##### Data for processing

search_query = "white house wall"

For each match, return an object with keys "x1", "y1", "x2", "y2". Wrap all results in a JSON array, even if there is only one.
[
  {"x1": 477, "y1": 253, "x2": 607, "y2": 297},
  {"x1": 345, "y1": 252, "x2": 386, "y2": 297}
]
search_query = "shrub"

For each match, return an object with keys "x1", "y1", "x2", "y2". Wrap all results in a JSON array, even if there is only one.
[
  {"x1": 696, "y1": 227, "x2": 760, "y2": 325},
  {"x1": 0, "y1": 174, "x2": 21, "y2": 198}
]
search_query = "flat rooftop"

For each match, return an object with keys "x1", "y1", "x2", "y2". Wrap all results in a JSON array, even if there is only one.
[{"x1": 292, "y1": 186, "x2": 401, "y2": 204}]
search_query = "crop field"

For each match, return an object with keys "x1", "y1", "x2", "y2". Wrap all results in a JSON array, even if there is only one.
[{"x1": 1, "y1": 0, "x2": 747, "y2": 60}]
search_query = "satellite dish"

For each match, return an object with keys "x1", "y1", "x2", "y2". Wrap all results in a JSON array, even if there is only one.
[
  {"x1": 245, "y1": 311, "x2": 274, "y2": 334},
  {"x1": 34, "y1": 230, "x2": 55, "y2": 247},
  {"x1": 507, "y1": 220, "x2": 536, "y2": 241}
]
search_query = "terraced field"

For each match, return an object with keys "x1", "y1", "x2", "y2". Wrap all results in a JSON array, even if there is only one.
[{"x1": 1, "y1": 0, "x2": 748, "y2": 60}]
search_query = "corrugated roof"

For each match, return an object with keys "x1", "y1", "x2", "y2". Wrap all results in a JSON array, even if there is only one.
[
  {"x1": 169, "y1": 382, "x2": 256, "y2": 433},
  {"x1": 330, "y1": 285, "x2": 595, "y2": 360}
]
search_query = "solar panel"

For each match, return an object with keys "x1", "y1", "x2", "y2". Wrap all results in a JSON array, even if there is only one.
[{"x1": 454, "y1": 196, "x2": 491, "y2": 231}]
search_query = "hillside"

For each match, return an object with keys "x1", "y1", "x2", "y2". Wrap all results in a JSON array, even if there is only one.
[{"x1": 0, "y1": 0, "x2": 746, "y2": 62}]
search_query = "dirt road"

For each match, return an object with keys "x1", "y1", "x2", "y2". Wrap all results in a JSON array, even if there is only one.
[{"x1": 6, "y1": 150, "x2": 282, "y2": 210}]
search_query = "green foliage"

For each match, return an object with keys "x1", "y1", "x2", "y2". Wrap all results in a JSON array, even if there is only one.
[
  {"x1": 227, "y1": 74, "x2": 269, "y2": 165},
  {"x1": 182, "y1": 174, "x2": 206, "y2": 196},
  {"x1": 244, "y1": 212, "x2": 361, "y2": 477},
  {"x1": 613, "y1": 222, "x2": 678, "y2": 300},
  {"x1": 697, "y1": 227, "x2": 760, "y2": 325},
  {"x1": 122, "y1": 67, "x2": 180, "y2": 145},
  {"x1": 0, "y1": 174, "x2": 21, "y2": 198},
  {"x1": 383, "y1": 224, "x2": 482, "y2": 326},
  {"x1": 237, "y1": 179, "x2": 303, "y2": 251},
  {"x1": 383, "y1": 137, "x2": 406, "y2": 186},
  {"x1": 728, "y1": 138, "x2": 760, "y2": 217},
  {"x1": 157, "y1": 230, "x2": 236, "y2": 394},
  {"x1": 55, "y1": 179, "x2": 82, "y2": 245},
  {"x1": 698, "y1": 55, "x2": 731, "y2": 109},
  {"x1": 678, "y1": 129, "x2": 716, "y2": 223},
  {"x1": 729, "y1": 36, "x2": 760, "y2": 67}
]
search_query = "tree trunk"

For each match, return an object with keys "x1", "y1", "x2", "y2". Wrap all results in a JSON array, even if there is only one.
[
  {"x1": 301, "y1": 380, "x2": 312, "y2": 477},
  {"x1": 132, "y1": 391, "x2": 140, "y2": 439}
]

##########

Stated task - Extract all of the material exactly as it is written.

Output for this task -
search_query = "white house wall"

For each match, return an object with keys "x1", "y1", "x2", "y2". Wrap all results in a JSON array, even if there is only one.
[
  {"x1": 477, "y1": 253, "x2": 607, "y2": 297},
  {"x1": 345, "y1": 252, "x2": 386, "y2": 297}
]
search_query = "shrub"

For each match, return an object with keys "x1", "y1", "x2", "y2". Wrap all results in a JSON array, even if there is only one.
[
  {"x1": 696, "y1": 227, "x2": 760, "y2": 325},
  {"x1": 0, "y1": 174, "x2": 21, "y2": 198}
]
search_query = "flat rooftop"

For each match, return an object with keys "x1", "y1", "x2", "y2". Wrap all results in a JSON array, even if there is only one.
[{"x1": 292, "y1": 186, "x2": 401, "y2": 204}]
search_query = "crop field"

For each match, return an object with keys "x1", "y1", "x2", "y2". Wrap all results in a JSON array, even if there is only one.
[{"x1": 1, "y1": 0, "x2": 747, "y2": 60}]
search_query = "satellite dish"

For each match, return an object with keys "x1", "y1", "x2", "y2". Wrap all results in a JSON array, even if there is only one.
[
  {"x1": 245, "y1": 311, "x2": 274, "y2": 334},
  {"x1": 34, "y1": 230, "x2": 55, "y2": 247},
  {"x1": 507, "y1": 220, "x2": 536, "y2": 241}
]
search_query = "terraced field"

For each match, return an object with keys "x1", "y1", "x2", "y2". Wrap all results in a JSON array, even if there is only one.
[{"x1": 1, "y1": 0, "x2": 748, "y2": 60}]
search_query = "corrugated roof"

For each match, return an object with keys "x1", "y1", "x2", "y2". Wrap all results in a JSON array, even if there is only one.
[
  {"x1": 169, "y1": 382, "x2": 256, "y2": 433},
  {"x1": 330, "y1": 285, "x2": 595, "y2": 360}
]
search_query = "solar panel"

For each match, return an object with keys "x1", "y1", "x2", "y2". Wrap all results in a JSON array, even if there is only one.
[{"x1": 454, "y1": 196, "x2": 491, "y2": 231}]
search_query = "hillside"

For each match, return an object with keys "x1", "y1", "x2", "y2". Wrap all results in a JSON array, even if there is only one.
[{"x1": 0, "y1": 0, "x2": 746, "y2": 62}]
search_query = "dirt road"

For each match, return an object with keys "x1", "y1", "x2", "y2". Wrap all results in a JSON array, even if there is only one.
[{"x1": 6, "y1": 150, "x2": 282, "y2": 210}]
search_query = "green foliage"

For each match, return an object with keys "x1", "y1", "x2", "y2". Wrap all results in a JSON array, even if there is only one.
[
  {"x1": 227, "y1": 74, "x2": 269, "y2": 165},
  {"x1": 182, "y1": 174, "x2": 206, "y2": 196},
  {"x1": 244, "y1": 212, "x2": 361, "y2": 477},
  {"x1": 613, "y1": 222, "x2": 678, "y2": 300},
  {"x1": 697, "y1": 227, "x2": 760, "y2": 325},
  {"x1": 122, "y1": 67, "x2": 180, "y2": 145},
  {"x1": 0, "y1": 174, "x2": 21, "y2": 198},
  {"x1": 383, "y1": 224, "x2": 482, "y2": 326},
  {"x1": 237, "y1": 179, "x2": 303, "y2": 251},
  {"x1": 383, "y1": 137, "x2": 406, "y2": 186},
  {"x1": 728, "y1": 138, "x2": 760, "y2": 217},
  {"x1": 157, "y1": 230, "x2": 236, "y2": 394},
  {"x1": 55, "y1": 179, "x2": 82, "y2": 245},
  {"x1": 698, "y1": 55, "x2": 731, "y2": 109},
  {"x1": 678, "y1": 129, "x2": 716, "y2": 223},
  {"x1": 729, "y1": 36, "x2": 760, "y2": 67}
]
search_query = "tree trunk"

For each match, return an object with keys "x1", "y1", "x2", "y2". Wrap all results in a JSON array, even if there is only one.
[
  {"x1": 301, "y1": 380, "x2": 312, "y2": 477},
  {"x1": 132, "y1": 391, "x2": 140, "y2": 439}
]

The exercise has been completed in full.